▶ [Tareas]:
[1] Repite el tramo del texto sobre Pabst que va desde "A pesar de todo, Pabst" hasta "amenazando con devo­rarla.".
[2] Según el texto sobre Pabst, indica si cada afirmación es cierta (sí o no) y cita las palabras exactas del texto que lo deciden. (a) En Tres páginas de un diario, el personaje de Louise Brooks es hija de un farmacéutico. (b) Potamkin calificó la película de «atmósfera sin contenido». (c) El mito de la femme-enfant se impuso antes de 1950.

▶ [Texto de la página]:
▼

La riqueza dramática de sus turbios ambientes, que sirven de fondo a este documento sobre la decadencia y corrupción de la burguesía alemana prenazi, explican el juicio de Potamkin al ca­lificar la película de «atmósfera sin contenido». Porque lo cierto es que lo que más interesó a Pabst en esta película fue la fasci­nadora presencia de esta muchacha de Wichita, que de intérprete de mediocres comedias musicales saltó a uno de los primeros puestos de la mitología erótica de la pantalla con su encarnación de la célebre cortesana, esclava del sexo, que con su inquietante atractivo se convierte en un monstruo que destroza vidas huma­nas. Ciertamente, todo esto no es muy nuevo, pero la presencia mágica de esta sensual garconne resulta deslumbrante y su ma­liciosa inocencia —más allá del Bien y del Mal— preludia la boga del mito de la femme-enfant, que se impondrá después de 1950 a caballo de la ingenua perversidad de Brigitte Bardot.
Su ciclo femenino se cerró con la adaptación de la novela de Margarcte Bóhme Tres páginas de un diario (Tagebuch einer Verlorenea, 1928), en donde se asiste nuevamente a la trayecto­ria de Louise Brooks, esta vez hija de un farmacéutico, que es seducida por el ayudante de su padre, da a luz una niña y es encerrada en un sórdido correccional, del que escapará para em­plearse en un burdel. Nuevamente estamos en presencia de una biografía femenina que es, a la vez, una crítica acerba de la so­ciedad alemana de su época. Son los dos vectores que mueven los dramas de Pabst, preocupado por el mundo de los sentimien­tos (que con demasiada frecuencia derivó hacia el melodrama), pero fascinado también por los ambientes y tipos que forman el turbio caldo de cultivo de la descomposición social de su país. Lástima que su excepcional pericia técnica, su sentido visual y su vigorosa utilización del material plástico (que no oculta su procedencia expresionista, transparente en la teatral sordidez de los decorados, en la iluminación y en los ángulos de cámara que convierten a veces el encuadre en una opinión crítica) estén con frecuencia al servicio de guiones endebles, como ocurre demasia­das veces en esta cinematografía obsesionada en exceso por la dominante plástica, olvidando que el cine es algo más que una suma de imágenes impresionantes o cautivadoras, que por un lado conducen al teatro del horror y por otro al decorativismo social.
A pesar de todo, Pabst ha encarrilado al cine alemán por el sendero del realismo social, con todas las limitaciones que se quiera, y a su trilogía de relatos femeninos sucederá, a principios del sonoro, una actitud mucho más comprometida, abocada di­rectamente hacia temas de polémica social y política. No olvide­mos que el espectro del nacionalsocialismo ha comenzado a pla­near ya sobre la República de Weimar, amenazando con devo­rarla.

▲

▶ [Material mostrado]:
▼

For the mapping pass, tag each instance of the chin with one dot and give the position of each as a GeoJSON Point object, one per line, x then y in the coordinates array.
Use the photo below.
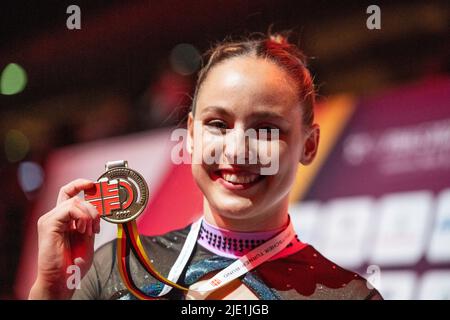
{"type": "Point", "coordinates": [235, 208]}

▲
▼

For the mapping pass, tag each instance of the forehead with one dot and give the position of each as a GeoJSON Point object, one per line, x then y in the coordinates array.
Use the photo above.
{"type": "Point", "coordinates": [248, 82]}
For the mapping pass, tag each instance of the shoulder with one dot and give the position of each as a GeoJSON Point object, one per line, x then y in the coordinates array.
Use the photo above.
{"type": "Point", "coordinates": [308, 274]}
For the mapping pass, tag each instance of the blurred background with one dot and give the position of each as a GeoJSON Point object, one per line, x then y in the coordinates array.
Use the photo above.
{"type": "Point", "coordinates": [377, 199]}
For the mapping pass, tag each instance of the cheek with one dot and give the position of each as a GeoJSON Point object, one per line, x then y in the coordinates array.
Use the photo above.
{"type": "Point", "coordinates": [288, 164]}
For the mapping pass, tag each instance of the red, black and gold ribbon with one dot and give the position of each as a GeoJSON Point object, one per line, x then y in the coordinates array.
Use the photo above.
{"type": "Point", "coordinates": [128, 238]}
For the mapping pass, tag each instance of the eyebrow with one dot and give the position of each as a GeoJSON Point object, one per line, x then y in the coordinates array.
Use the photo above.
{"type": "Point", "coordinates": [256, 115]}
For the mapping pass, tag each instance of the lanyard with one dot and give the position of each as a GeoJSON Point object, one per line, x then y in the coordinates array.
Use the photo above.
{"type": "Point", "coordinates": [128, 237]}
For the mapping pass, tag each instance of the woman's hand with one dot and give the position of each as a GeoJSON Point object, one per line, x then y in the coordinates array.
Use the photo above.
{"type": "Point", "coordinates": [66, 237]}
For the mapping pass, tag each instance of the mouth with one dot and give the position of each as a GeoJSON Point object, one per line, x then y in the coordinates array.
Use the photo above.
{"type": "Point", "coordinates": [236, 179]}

▲

▶ [Respuestas esperadas]:
[1]
A pesar de todo, Pabst ha encarrilado al cine alemán por el sendero del realismo social, con todas las limitaciones que se quiera, y a su trilogía de relatos femeninos sucederá, a principios del sonoro, una actitud mucho más comprometida, abocada di­rectamente hacia temas de polémica social y política. No olvide­mos que el espectro del nacionalsocialismo ha comenzado a pla­near ya sobre la República de Weimar, amenazando con devo­rarla.

[2]
(a) Sí: "esta vez hija de un farmacéutico".
(b) Sí: "la película de «atmósfera sin contenido»".
(c) No: "que se impondrá después de 1950".